→ Tasks to perform:
a – From the telemarketing passage, list every thing the narrator says the 50 dollars could have been spent on.
b – Extract from the telemarketing passage the exact text starting at "In my head I" and ending at "the whole family.".

** Opening Supplied passage block **

A day later I sat at my desk and made my first call. The first name was a foreign name, and I thought it presented a better chance at closing a sale. I might as well have had a sign draped around my neck with the words Ugly American in all caps. If the person doesn't completely understand what I'm saying, there's a better chance they'll buy it. Overnight, I'd become a predatory telemarketer. The type of person the FCC issues warnings about. My God.

Sure enough, the kind and patient Asian man on the other end of the line listened intently to my speech, words that came much easier to me after a night of study. When I delivered the key line, asking if I could put him down for some tickets, he said yes.

Yes? Yes! I don't know if that yes actually indicated a desire to help the Minnesota Professional Firefighters or was an answer to his wife's question wondering if he wanted breakfast. Didn't matter. He'd said yes and also agreed to stay on the line while I transferred his call. As I hung up, my floor leader - my mentor - got the word from my deskmate that Shawn had completed his first sale. He sprinted to the front. And as he took that chalk and made that mark and grabbed that bell and rang it for all to hear, I finally felt accepted. I was a telemarketer.

In my head I was thinking of ways to call the poor man back and tell him he'd made a horrible mistake. Maybe he was rich. Maybe I was underestimating him and he did completely understand what I'd just sold him. Probably not. And those 50 dollars could have been used for gas or school supplies or cheese-in-the-crust pizzas for the whole family.

** Closing Supplied passage block **
** Opening Given records block **

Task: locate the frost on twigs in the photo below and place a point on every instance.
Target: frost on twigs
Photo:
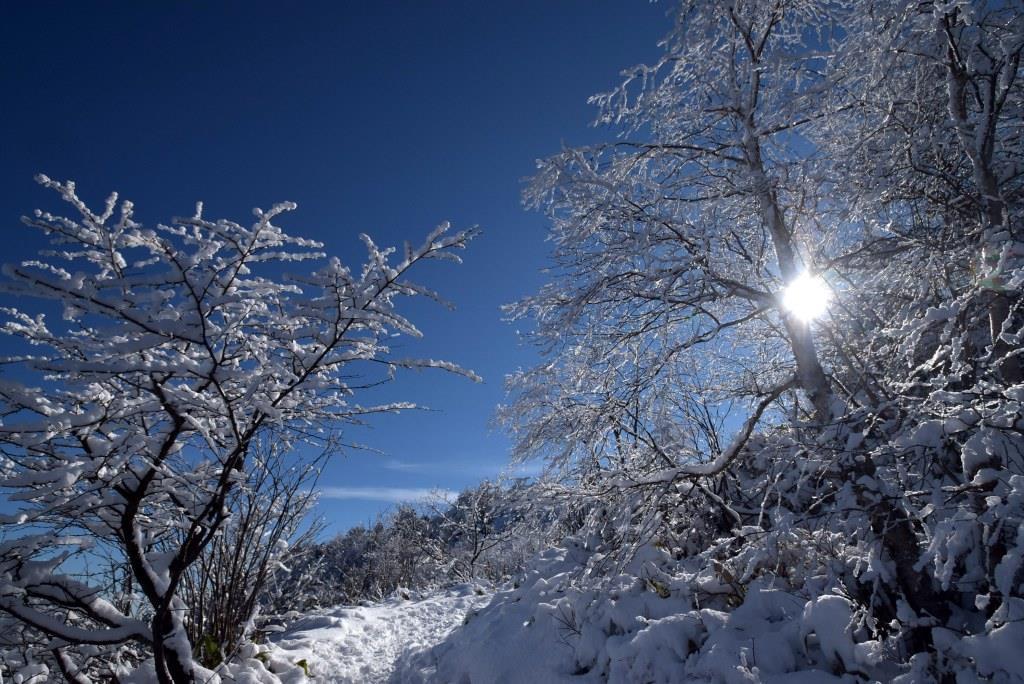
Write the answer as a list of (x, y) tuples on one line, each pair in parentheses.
[(181, 348)]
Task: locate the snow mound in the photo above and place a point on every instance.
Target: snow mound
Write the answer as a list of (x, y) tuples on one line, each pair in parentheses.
[(360, 644)]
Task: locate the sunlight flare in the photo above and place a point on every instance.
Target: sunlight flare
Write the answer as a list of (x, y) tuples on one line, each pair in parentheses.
[(807, 297)]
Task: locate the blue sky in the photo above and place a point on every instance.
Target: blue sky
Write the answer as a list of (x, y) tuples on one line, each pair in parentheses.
[(384, 118)]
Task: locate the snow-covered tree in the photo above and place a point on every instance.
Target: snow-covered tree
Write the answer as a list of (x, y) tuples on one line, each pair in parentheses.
[(877, 452), (128, 426)]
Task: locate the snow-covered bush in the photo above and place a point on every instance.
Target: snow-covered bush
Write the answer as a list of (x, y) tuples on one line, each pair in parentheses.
[(866, 464)]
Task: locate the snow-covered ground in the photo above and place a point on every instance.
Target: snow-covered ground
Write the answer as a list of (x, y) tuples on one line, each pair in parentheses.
[(363, 643)]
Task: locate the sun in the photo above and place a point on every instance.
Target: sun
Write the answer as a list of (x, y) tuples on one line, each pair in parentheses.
[(807, 297)]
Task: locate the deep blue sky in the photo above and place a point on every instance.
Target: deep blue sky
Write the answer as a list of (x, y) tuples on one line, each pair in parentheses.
[(378, 117)]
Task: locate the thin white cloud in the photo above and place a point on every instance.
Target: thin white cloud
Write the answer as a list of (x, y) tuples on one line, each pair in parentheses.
[(394, 495)]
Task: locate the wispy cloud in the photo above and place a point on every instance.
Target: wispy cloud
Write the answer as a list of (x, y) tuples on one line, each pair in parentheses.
[(395, 464), (389, 494)]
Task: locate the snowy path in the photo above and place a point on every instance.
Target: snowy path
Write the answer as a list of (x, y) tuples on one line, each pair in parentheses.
[(361, 643)]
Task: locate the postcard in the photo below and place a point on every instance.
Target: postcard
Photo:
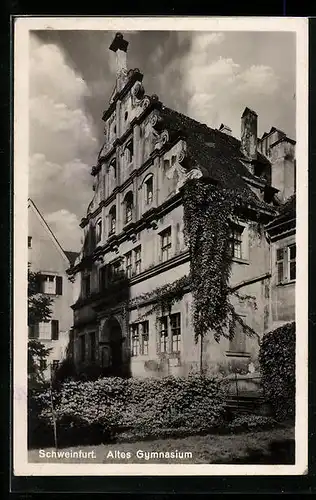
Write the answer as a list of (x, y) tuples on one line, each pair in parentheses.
[(160, 246)]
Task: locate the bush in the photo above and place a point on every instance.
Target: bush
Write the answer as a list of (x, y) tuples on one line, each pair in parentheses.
[(244, 423), (277, 364), (97, 411)]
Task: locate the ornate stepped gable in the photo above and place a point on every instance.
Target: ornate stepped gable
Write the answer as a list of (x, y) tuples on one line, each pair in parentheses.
[(206, 153)]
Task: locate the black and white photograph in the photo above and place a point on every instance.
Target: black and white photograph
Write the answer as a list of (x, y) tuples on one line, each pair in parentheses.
[(160, 272)]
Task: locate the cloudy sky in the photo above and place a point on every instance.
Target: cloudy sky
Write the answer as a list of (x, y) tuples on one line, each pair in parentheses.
[(210, 76)]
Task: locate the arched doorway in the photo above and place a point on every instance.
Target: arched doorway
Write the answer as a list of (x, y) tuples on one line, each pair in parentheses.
[(111, 348)]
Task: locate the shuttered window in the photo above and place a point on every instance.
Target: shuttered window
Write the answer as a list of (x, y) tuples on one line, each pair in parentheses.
[(59, 285)]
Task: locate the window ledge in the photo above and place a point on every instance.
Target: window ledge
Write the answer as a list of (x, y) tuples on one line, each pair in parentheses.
[(285, 283), (237, 354)]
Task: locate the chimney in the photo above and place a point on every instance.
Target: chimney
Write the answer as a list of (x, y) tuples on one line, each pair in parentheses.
[(249, 134), (225, 129), (119, 46)]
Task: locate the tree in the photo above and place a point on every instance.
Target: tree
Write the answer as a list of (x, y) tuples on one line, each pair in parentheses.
[(39, 309)]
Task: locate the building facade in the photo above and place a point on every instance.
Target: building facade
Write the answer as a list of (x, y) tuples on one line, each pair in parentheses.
[(133, 234), (47, 257)]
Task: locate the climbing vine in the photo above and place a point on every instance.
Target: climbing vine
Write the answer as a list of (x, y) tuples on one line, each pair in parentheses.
[(209, 212), (164, 297)]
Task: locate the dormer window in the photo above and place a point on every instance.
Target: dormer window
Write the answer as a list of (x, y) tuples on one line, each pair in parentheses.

** Closing Given records block **

→ Activity answers:
a –
- Gas
- School supplies
- Cheese-in-the-crust pizzas for the whole family

b –
In my head I was thinking of ways to call the poor man back and tell him he'd made a horrible mistake. Maybe he was rich. Maybe I was underestimating him and he did completely understand what I'd just sold him. Probably not. And those 50 dollars could have been used for gas or school supplies or cheese-in-the-crust pizzas for the whole family.